**REQUIREMENTS:** Arrange the lines of the records below as a Markdown table with two columns, Row and Line. Number each line in the Row column, and leave out the blank lines.

**DATASET ROWS:**
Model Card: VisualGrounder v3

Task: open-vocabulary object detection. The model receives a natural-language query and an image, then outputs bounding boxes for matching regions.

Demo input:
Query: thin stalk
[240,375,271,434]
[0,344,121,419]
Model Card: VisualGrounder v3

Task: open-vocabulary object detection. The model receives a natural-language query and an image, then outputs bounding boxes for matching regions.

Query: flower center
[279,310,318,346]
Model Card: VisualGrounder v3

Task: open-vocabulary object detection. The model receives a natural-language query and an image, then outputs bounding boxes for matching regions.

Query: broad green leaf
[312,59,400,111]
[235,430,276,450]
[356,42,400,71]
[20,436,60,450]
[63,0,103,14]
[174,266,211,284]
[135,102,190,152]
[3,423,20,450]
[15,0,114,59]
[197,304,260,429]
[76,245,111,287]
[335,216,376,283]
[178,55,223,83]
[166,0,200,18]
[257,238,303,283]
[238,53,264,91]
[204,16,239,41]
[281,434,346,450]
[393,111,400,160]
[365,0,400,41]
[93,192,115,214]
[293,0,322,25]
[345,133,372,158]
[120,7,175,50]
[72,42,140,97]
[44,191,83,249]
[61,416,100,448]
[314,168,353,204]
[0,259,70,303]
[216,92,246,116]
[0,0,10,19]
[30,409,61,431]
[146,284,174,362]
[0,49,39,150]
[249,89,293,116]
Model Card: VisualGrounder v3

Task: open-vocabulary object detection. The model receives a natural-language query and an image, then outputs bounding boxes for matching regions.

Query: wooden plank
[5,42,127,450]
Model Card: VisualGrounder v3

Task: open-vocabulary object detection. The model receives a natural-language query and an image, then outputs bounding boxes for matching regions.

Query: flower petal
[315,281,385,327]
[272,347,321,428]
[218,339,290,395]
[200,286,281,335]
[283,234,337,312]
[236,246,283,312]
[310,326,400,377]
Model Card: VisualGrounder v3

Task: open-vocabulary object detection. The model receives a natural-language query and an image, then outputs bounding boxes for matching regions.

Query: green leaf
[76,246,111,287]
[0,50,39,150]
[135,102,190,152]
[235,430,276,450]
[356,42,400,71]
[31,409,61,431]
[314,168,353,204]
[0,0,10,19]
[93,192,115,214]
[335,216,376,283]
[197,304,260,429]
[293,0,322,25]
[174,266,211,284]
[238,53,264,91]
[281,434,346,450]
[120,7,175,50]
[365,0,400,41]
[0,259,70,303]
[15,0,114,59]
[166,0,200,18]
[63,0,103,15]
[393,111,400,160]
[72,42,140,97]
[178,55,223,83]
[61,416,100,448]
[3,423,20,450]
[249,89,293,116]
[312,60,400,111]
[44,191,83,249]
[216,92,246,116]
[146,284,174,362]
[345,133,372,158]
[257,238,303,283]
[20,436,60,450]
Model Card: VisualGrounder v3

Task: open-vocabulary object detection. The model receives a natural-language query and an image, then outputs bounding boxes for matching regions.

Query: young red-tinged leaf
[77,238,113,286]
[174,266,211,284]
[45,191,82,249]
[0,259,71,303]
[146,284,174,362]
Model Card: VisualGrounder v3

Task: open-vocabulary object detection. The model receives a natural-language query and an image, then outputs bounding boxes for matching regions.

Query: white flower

**EXERCISE SOLUTION:**
| Row | Line |
|---|---|
| 1 | Model Card: VisualGrounder v3 |
| 2 | Task: open-vocabulary object detection. The model receives a natural-language query and an image, then outputs bounding boxes for matching regions. |
| 3 | Demo input: |
| 4 | Query: thin stalk |
| 5 | [240,375,271,434] |
| 6 | [0,344,121,419] |
| 7 | Model Card: VisualGrounder v3 |
| 8 | Task: open-vocabulary object detection. The model receives a natural-language query and an image, then outputs bounding boxes for matching regions. |
| 9 | Query: flower center |
| 10 | [279,310,318,346] |
| 11 | Model Card: VisualGrounder v3 |
| 12 | Task: open-vocabulary object detection. The model receives a natural-language query and an image, then outputs bounding boxes for matching regions. |
| 13 | Query: broad green leaf |
| 14 | [312,59,400,111] |
| 15 | [235,430,276,450] |
| 16 | [356,42,400,71] |
| 17 | [20,436,60,450] |
| 18 | [63,0,103,14] |
| 19 | [174,266,211,284] |
| 20 | [135,102,190,152] |
| 21 | [3,423,20,450] |
| 22 | [15,0,114,59] |
| 23 | [197,304,260,429] |
| 24 | [76,245,111,287] |
| 25 | [335,216,376,283] |
| 26 | [178,55,223,83] |
| 27 | [166,0,200,18] |
| 28 | [257,238,303,283] |
| 29 | [238,53,264,91] |
| 30 | [204,16,239,41] |
| 31 | [281,434,346,450] |
| 32 | [393,111,400,160] |
| 33 | [365,0,400,41] |
| 34 | [93,192,115,214] |
| 35 | [293,0,322,25] |
| 36 | [345,133,372,158] |
| 37 | [120,7,175,50] |
| 38 | [72,42,140,97] |
| 39 | [44,191,83,249] |
| 40 | [61,416,100,448] |
| 41 | [314,168,353,204] |
| 42 | [0,259,70,303] |
| 43 | [216,92,246,116] |
| 44 | [0,0,10,19] |
| 45 | [30,409,61,431] |
| 46 | [146,284,174,362] |
| 47 | [0,49,39,150] |
| 48 | [249,89,293,116] |
| 49 | Model Card: VisualGrounder v3 |
| 50 | Task: open-vocabulary object detection. The model receives a natural-language query and an image, then outputs bounding boxes for matching regions. |
| 51 | Query: wooden plank |
| 52 | [5,42,127,450] |
| 53 | Model Card: VisualGrounder v3 |
| 54 | Task: open-vocabulary object detection. The model receives a natural-language query and an image, then outputs bounding boxes for matching regions. |
| 55 | Query: flower petal |
| 56 | [315,281,385,327] |
| 57 | [272,347,321,428] |
| 58 | [218,339,290,395] |
| 59 | [200,286,281,335] |
| 60 | [283,234,337,312] |
| 61 | [236,246,283,312] |
| 62 | [310,326,400,377] |
| 63 | Model Card: VisualGrounder v3 |
| 64 | Task: open-vocabulary object detection. The model receives a natural-language query and an image, then outputs bounding boxes for matching regions. |
| 65 | Query: green leaf |
| 66 | [76,246,111,287] |
| 67 | [0,50,39,150] |
| 68 | [135,102,190,152] |
| 69 | [235,430,276,450] |
| 70 | [356,42,400,71] |
| 71 | [31,409,61,431] |
| 72 | [314,168,353,204] |
| 73 | [0,0,10,19] |
| 74 | [93,192,115,214] |
| 75 | [335,216,376,283] |
| 76 | [197,304,260,429] |
| 77 | [293,0,322,25] |
| 78 | [174,266,211,284] |
| 79 | [238,53,264,91] |
| 80 | [281,434,346,450] |
| 81 | [120,7,175,50] |
| 82 | [365,0,400,41] |
| 83 | [0,259,70,303] |
| 84 | [15,0,114,59] |
| 85 | [166,0,200,18] |
| 86 | [63,0,103,15] |
| 87 | [393,111,400,160] |
| 88 | [72,42,140,97] |
| 89 | [178,55,223,83] |
| 90 | [61,416,100,448] |
| 91 | [3,423,20,450] |
| 92 | [249,89,293,116] |
| 93 | [312,60,400,111] |
| 94 | [44,191,83,249] |
| 95 | [216,92,246,116] |
| 96 | [146,284,174,362] |
| 97 | [345,133,372,158] |
| 98 | [257,238,303,283] |
| 99 | [20,436,60,450] |
| 100 | Model Card: VisualGrounder v3 |
| 101 | Task: open-vocabulary object detection. The model receives a natural-language query and an image, then outputs bounding boxes for matching regions. |
| 102 | Query: young red-tinged leaf |
| 103 | [77,238,113,286] |
| 104 | [174,266,211,284] |
| 105 | [45,191,82,249] |
| 106 | [0,259,71,303] |
| 107 | [146,284,174,362] |
| 108 | Model Card: VisualGrounder v3 |
| 109 | Task: open-vocabulary object detection. The model receives a natural-language query and an image, then outputs bounding boxes for matching regions. |
| 110 | Query: white flower |